### EXTRAIT DU TEXTE
□ □ □ □

Tout défile en quelques instants, alors que je tiens mon appareil à la main pour filmer le départ. Je me suis placé sur la ligne de départ afin de saisir sur ma carte mémoire les coureurs qui me doubleront… Fin décembre : j’envoie mon dossier d’inscription avec l’UTMB à mon actif et quelques lignes sur ma joie à courir en montagne. Le dossier est accepté, je suis en lice pour la loterie… Début février, la loterie est retransmise en direct via les réseaux internet, je lis en fin de journée que je suis tiré au sort. On était 440 à vouloir faire partie de cette édition 2010, seuls 140 seront à Silverton en ce petit matin de juillet pour en profiter… Début mai : je viens d’acheter mes billets d’avion, le budget est bouclé et la phase finale lancée : je serai au départ. Incroyable, je vois Island lake quand je ferme mes paupières, et j’entends mon cœur battre Hardrock, hardrock quand je m’endors.

Je prévois une dernière semaine en France des plus calmes, reposantes et remplies de sommeil réparateur. Il n’en sera bien sûr rien : chargée en boulot, préparatifs de dernière minute, lectures de roadbook et finalement pas assez de sommeil. Lundi 5 juillet, je prends le RER à 5h30 pour m’envoler vers le Colorado, vivement la prochaine nuit. Le voyage se passe sans encombre, l’arrivée sur Denver est magnifique, je rêve ! Le ciel est bleu, il fait chaud. Je prends la voiture de location pour faire quelques miles et m’avancer au maximum sur mon trajet. Il y a environ 400 miles jusqu’à Silverton où j’aimerais arriver mercredi midi. Je conduis au Colorado.

□ □ □ □

### EXTRAITS DE DONNÉES
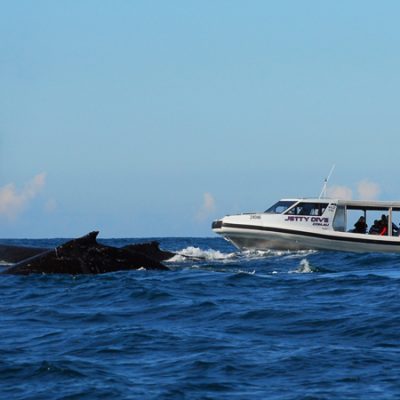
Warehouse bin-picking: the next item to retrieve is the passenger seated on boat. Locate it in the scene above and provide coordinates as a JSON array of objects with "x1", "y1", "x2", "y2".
[
  {"x1": 368, "y1": 219, "x2": 382, "y2": 235},
  {"x1": 379, "y1": 214, "x2": 389, "y2": 236},
  {"x1": 379, "y1": 214, "x2": 399, "y2": 236},
  {"x1": 353, "y1": 216, "x2": 368, "y2": 233}
]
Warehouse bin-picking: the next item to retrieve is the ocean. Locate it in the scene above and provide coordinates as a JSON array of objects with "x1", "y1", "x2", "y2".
[{"x1": 0, "y1": 238, "x2": 400, "y2": 400}]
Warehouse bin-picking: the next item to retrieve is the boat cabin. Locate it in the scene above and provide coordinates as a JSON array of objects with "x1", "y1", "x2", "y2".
[{"x1": 265, "y1": 198, "x2": 400, "y2": 236}]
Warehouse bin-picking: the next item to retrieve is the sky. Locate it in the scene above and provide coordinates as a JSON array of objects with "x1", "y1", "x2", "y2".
[{"x1": 0, "y1": 0, "x2": 400, "y2": 238}]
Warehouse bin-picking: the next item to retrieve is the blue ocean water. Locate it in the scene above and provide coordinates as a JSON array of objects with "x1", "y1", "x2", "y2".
[{"x1": 0, "y1": 238, "x2": 400, "y2": 400}]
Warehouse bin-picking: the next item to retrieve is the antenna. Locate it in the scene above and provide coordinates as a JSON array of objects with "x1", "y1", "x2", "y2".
[{"x1": 319, "y1": 164, "x2": 335, "y2": 199}]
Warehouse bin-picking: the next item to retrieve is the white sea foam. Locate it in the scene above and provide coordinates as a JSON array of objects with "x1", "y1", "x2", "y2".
[
  {"x1": 237, "y1": 269, "x2": 256, "y2": 275},
  {"x1": 168, "y1": 246, "x2": 237, "y2": 262},
  {"x1": 242, "y1": 250, "x2": 316, "y2": 259},
  {"x1": 290, "y1": 258, "x2": 315, "y2": 274}
]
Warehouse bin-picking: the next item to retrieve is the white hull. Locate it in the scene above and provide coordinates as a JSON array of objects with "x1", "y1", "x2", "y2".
[
  {"x1": 212, "y1": 199, "x2": 400, "y2": 253},
  {"x1": 218, "y1": 225, "x2": 400, "y2": 253}
]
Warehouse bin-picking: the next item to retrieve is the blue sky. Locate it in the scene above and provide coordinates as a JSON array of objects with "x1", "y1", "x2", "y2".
[{"x1": 0, "y1": 0, "x2": 400, "y2": 238}]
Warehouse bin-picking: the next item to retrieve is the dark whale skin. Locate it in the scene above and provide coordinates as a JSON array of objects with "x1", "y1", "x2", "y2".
[{"x1": 3, "y1": 231, "x2": 169, "y2": 275}]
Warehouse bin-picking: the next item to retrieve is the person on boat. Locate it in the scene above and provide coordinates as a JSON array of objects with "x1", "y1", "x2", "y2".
[
  {"x1": 353, "y1": 216, "x2": 368, "y2": 233},
  {"x1": 379, "y1": 214, "x2": 389, "y2": 236},
  {"x1": 368, "y1": 219, "x2": 382, "y2": 235}
]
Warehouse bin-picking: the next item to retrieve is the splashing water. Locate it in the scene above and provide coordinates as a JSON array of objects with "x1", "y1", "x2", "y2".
[
  {"x1": 168, "y1": 246, "x2": 237, "y2": 262},
  {"x1": 290, "y1": 258, "x2": 315, "y2": 274}
]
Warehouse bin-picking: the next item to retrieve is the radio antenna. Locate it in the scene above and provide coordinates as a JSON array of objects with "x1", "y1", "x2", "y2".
[{"x1": 319, "y1": 164, "x2": 335, "y2": 199}]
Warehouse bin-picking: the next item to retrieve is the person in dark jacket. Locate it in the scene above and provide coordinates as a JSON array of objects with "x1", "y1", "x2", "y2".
[{"x1": 353, "y1": 216, "x2": 368, "y2": 233}]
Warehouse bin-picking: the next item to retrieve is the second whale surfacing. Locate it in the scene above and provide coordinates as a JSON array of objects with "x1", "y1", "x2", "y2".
[{"x1": 3, "y1": 231, "x2": 172, "y2": 275}]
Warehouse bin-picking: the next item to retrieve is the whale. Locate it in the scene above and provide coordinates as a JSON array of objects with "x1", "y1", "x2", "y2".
[
  {"x1": 0, "y1": 244, "x2": 49, "y2": 264},
  {"x1": 2, "y1": 231, "x2": 173, "y2": 275}
]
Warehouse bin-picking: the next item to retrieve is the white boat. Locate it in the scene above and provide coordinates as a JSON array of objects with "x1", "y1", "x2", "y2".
[{"x1": 212, "y1": 198, "x2": 400, "y2": 253}]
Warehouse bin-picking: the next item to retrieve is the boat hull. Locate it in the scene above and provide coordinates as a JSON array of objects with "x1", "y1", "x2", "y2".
[{"x1": 214, "y1": 224, "x2": 400, "y2": 253}]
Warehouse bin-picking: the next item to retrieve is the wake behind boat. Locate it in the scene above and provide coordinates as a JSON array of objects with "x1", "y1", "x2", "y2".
[{"x1": 212, "y1": 198, "x2": 400, "y2": 253}]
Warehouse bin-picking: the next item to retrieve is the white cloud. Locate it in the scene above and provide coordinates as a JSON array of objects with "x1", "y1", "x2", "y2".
[
  {"x1": 0, "y1": 172, "x2": 46, "y2": 219},
  {"x1": 196, "y1": 192, "x2": 216, "y2": 222},
  {"x1": 327, "y1": 186, "x2": 353, "y2": 200},
  {"x1": 44, "y1": 199, "x2": 57, "y2": 214},
  {"x1": 357, "y1": 179, "x2": 381, "y2": 200}
]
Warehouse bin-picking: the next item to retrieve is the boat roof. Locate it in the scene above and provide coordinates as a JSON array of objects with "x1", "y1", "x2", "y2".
[{"x1": 282, "y1": 197, "x2": 400, "y2": 211}]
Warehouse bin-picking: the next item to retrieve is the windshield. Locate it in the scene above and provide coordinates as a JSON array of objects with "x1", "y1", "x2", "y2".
[{"x1": 264, "y1": 200, "x2": 296, "y2": 214}]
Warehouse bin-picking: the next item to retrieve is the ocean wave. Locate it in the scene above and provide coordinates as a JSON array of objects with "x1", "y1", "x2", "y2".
[{"x1": 168, "y1": 246, "x2": 238, "y2": 262}]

□ □ □ □

### À COMPLÉTER
1. Dans le récit de course, pourquoi la personne qui raconte se place-t-elle sur la ligne de départ, appareil en main ?
2. Pouvez-vous réécrire sous forme de liste le paragraphe du récit de course qui commence par « Je prévois une dernière semaine en France », en gardant ses faits principaux ?
3. Poursuivez le récit de course à partir de sa dernière phrase.

### RÉPONSES NUMÉROTÉES
1. Elle se place sur la ligne de départ afin de saisir sur sa carte mémoire les coureurs qui la doubleront.

2.
- Dernière semaine en France prévue calme et reposante, mais en réalité chargée : travail, préparatifs de dernière minute, lecture du roadbook, manque de sommeil.
- Lundi 5 juillet : départ en RER à 5h30 pour s'envoler vers le Colorado.
- Voyage sans encombre, arrivée magnifique sur Denver, ciel bleu et chaleur.
- Prise d'une voiture de location pour avancer au maximum sur le trajet.
- Environ 400 miles jusqu'à Silverton, avec une arrivée souhaitée le mercredi midi.

3.
Je passe un bout de nuit allongé sur le siège passager de ma voiture, dans le sac de couchage, garé sur un parking… d’hôtel. Mais mon sommeil est haché, peu réparateur et comme je suis encore bien excité par tous ces changements, je redémarre très tôt. J’alterne conduite et pauses sur cette fabuleuse Interstate 70. Les paysages sont splendides, le lever de soleil amène un peu de sérénité. La route serpente pendant un long moment dans le canyon le long de la rivière Colorado. J’arrive à Grand Junction où je fais quelques emplettes pour préparer ma course et remplir les 6 drop bags autorisés. Mon mélange détonnant crème de marron + noix de cajou sera remplacé par des Snickers (sucre, gras, sel, tout y est)… heureusement j’ai trouvé du Coca-Cola pour m’hydrater. J’en aurai toujours une petite bouteille sur moi pour éviter les coups durs trop durs pendant la course. Je passe mon après-midi à parcourir le Colorado Monument, paysages de cowboys où l’érosion a fait du beau travail. Une nuit dans la forêt de Mesa, dans un vrai camping cette fois mais près d’un lac pour le régal des pêcheurs… et des moustiques. Nuit calme mais pas assez longue à mon goût. Décollage peu après 6 h.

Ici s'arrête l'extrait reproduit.